• AIM: Collect every line of the entries below that contains the string “curly”. Case must match.

* BEGIN GIVEN DATA *

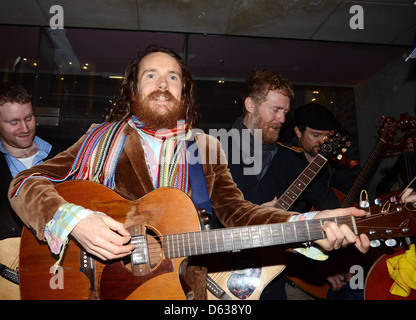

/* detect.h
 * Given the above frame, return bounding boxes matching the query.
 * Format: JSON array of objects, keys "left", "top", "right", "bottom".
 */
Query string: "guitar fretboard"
[
  {"left": 276, "top": 154, "right": 327, "bottom": 211},
  {"left": 163, "top": 216, "right": 356, "bottom": 259}
]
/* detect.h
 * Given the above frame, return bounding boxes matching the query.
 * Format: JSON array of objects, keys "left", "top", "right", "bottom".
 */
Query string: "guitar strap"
[{"left": 188, "top": 140, "right": 212, "bottom": 216}]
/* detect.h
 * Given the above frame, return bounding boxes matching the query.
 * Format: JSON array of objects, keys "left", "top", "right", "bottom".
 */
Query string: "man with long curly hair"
[{"left": 9, "top": 46, "right": 369, "bottom": 299}]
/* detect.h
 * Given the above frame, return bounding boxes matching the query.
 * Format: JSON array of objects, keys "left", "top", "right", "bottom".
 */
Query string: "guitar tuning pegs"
[
  {"left": 370, "top": 240, "right": 381, "bottom": 248},
  {"left": 384, "top": 239, "right": 397, "bottom": 248}
]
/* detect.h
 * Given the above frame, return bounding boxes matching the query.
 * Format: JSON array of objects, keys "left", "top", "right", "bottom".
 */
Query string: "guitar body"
[
  {"left": 20, "top": 180, "right": 200, "bottom": 300},
  {"left": 206, "top": 247, "right": 288, "bottom": 300},
  {"left": 0, "top": 237, "right": 20, "bottom": 300}
]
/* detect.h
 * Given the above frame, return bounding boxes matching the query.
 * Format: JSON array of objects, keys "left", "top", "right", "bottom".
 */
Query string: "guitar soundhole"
[{"left": 227, "top": 268, "right": 261, "bottom": 300}]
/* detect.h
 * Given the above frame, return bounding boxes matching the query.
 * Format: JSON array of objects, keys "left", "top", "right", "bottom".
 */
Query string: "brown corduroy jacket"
[{"left": 9, "top": 125, "right": 293, "bottom": 299}]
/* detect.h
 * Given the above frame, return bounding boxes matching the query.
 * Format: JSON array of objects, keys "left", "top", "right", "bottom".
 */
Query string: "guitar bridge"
[
  {"left": 128, "top": 225, "right": 151, "bottom": 277},
  {"left": 131, "top": 236, "right": 149, "bottom": 266}
]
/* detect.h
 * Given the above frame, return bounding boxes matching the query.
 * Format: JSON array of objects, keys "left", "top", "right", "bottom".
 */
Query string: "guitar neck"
[
  {"left": 275, "top": 154, "right": 327, "bottom": 211},
  {"left": 163, "top": 216, "right": 357, "bottom": 259},
  {"left": 341, "top": 139, "right": 384, "bottom": 208}
]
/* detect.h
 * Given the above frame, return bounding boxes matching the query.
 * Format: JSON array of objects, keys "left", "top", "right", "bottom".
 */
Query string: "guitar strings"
[{"left": 141, "top": 216, "right": 351, "bottom": 257}]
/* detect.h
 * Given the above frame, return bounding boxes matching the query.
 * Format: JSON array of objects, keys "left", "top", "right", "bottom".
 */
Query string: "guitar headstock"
[
  {"left": 355, "top": 202, "right": 416, "bottom": 239},
  {"left": 319, "top": 130, "right": 351, "bottom": 160}
]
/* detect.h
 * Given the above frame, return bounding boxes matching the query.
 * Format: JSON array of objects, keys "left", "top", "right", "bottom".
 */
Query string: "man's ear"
[
  {"left": 293, "top": 126, "right": 302, "bottom": 139},
  {"left": 244, "top": 97, "right": 254, "bottom": 114}
]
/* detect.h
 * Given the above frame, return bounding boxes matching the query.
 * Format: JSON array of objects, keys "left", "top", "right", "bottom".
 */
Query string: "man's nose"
[
  {"left": 20, "top": 121, "right": 29, "bottom": 132},
  {"left": 157, "top": 77, "right": 168, "bottom": 90}
]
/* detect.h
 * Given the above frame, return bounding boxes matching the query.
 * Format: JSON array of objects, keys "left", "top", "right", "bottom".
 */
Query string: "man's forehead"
[{"left": 139, "top": 52, "right": 182, "bottom": 75}]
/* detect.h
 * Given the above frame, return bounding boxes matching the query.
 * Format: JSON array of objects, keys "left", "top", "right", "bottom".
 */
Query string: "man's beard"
[
  {"left": 252, "top": 108, "right": 282, "bottom": 144},
  {"left": 132, "top": 90, "right": 186, "bottom": 129}
]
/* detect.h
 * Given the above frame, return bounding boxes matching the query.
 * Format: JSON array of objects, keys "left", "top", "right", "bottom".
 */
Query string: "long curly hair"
[{"left": 104, "top": 45, "right": 199, "bottom": 128}]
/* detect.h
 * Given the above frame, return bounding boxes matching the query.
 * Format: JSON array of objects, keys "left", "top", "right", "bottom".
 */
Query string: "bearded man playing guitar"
[{"left": 9, "top": 46, "right": 369, "bottom": 299}]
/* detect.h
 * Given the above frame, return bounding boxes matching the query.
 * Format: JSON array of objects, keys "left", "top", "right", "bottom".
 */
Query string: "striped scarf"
[
  {"left": 70, "top": 121, "right": 127, "bottom": 189},
  {"left": 12, "top": 121, "right": 127, "bottom": 196},
  {"left": 129, "top": 116, "right": 192, "bottom": 193}
]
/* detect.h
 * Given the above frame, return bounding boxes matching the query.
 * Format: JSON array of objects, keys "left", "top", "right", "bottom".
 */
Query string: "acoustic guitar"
[
  {"left": 287, "top": 116, "right": 398, "bottom": 299},
  {"left": 208, "top": 132, "right": 351, "bottom": 300},
  {"left": 19, "top": 180, "right": 416, "bottom": 300}
]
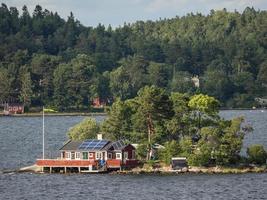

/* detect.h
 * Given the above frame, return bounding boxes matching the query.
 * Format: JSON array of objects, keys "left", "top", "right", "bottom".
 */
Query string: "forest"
[{"left": 0, "top": 4, "right": 267, "bottom": 111}]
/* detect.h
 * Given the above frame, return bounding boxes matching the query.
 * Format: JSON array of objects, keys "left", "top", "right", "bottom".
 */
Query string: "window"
[
  {"left": 75, "top": 152, "right": 80, "bottom": 160},
  {"left": 71, "top": 152, "right": 75, "bottom": 160},
  {"left": 83, "top": 152, "right": 88, "bottom": 160},
  {"left": 132, "top": 150, "right": 135, "bottom": 159},
  {"left": 89, "top": 153, "right": 94, "bottom": 158},
  {"left": 96, "top": 152, "right": 101, "bottom": 160},
  {"left": 116, "top": 153, "right": 121, "bottom": 159},
  {"left": 123, "top": 151, "right": 128, "bottom": 160},
  {"left": 66, "top": 152, "right": 70, "bottom": 159}
]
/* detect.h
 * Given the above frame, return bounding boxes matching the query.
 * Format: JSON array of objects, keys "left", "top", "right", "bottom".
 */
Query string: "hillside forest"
[{"left": 0, "top": 4, "right": 267, "bottom": 111}]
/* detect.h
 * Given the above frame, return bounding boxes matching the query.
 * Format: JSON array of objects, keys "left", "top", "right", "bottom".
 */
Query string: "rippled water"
[{"left": 0, "top": 110, "right": 267, "bottom": 200}]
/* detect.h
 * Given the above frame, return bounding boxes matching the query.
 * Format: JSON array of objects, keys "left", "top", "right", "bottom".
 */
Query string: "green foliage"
[
  {"left": 160, "top": 140, "right": 180, "bottom": 165},
  {"left": 247, "top": 144, "right": 267, "bottom": 165},
  {"left": 67, "top": 117, "right": 100, "bottom": 141},
  {"left": 0, "top": 4, "right": 267, "bottom": 108},
  {"left": 188, "top": 94, "right": 219, "bottom": 114},
  {"left": 101, "top": 100, "right": 132, "bottom": 140},
  {"left": 136, "top": 144, "right": 147, "bottom": 160}
]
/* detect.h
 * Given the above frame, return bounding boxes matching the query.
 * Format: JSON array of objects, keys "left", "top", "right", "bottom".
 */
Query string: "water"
[{"left": 0, "top": 111, "right": 267, "bottom": 200}]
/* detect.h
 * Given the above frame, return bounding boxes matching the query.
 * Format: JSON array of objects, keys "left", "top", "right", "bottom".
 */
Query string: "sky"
[{"left": 1, "top": 0, "right": 267, "bottom": 27}]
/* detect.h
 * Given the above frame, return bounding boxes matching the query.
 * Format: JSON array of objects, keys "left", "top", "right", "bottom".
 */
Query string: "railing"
[
  {"left": 36, "top": 159, "right": 96, "bottom": 167},
  {"left": 107, "top": 159, "right": 121, "bottom": 168},
  {"left": 124, "top": 160, "right": 138, "bottom": 167}
]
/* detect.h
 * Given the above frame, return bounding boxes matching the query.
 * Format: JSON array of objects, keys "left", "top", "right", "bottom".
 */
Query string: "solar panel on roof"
[{"left": 79, "top": 140, "right": 108, "bottom": 150}]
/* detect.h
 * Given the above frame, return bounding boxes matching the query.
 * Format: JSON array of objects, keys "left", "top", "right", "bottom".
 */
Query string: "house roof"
[
  {"left": 78, "top": 139, "right": 111, "bottom": 151},
  {"left": 60, "top": 139, "right": 135, "bottom": 151},
  {"left": 105, "top": 140, "right": 135, "bottom": 151},
  {"left": 59, "top": 140, "right": 82, "bottom": 151}
]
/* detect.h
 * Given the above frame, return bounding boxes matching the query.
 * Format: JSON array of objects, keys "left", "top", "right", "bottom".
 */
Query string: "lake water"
[{"left": 0, "top": 110, "right": 267, "bottom": 200}]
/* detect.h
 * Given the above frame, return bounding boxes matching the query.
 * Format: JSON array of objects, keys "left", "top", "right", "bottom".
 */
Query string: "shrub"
[
  {"left": 160, "top": 140, "right": 180, "bottom": 165},
  {"left": 136, "top": 144, "right": 147, "bottom": 160},
  {"left": 67, "top": 117, "right": 100, "bottom": 140},
  {"left": 247, "top": 144, "right": 267, "bottom": 164}
]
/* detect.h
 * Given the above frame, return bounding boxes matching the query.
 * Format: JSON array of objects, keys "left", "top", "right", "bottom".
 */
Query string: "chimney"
[{"left": 97, "top": 134, "right": 103, "bottom": 140}]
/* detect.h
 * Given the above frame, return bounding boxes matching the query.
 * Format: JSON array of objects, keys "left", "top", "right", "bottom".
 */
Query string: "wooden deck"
[{"left": 36, "top": 159, "right": 138, "bottom": 173}]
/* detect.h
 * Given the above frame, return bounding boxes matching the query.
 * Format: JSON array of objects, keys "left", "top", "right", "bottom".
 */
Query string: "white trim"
[
  {"left": 116, "top": 153, "right": 121, "bottom": 160},
  {"left": 70, "top": 151, "right": 76, "bottom": 160},
  {"left": 82, "top": 151, "right": 89, "bottom": 160},
  {"left": 132, "top": 149, "right": 135, "bottom": 160},
  {"left": 88, "top": 152, "right": 94, "bottom": 159},
  {"left": 65, "top": 151, "right": 71, "bottom": 160},
  {"left": 95, "top": 152, "right": 102, "bottom": 160},
  {"left": 123, "top": 151, "right": 129, "bottom": 160},
  {"left": 75, "top": 152, "right": 81, "bottom": 160}
]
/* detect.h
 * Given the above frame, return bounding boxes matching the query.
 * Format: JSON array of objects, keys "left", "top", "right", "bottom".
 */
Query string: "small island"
[{"left": 21, "top": 86, "right": 267, "bottom": 174}]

* END GIVEN DATA *

• ANSWER TO THIS TASK:
Query string: "man with long curly hair"
Query string: "long curly hair"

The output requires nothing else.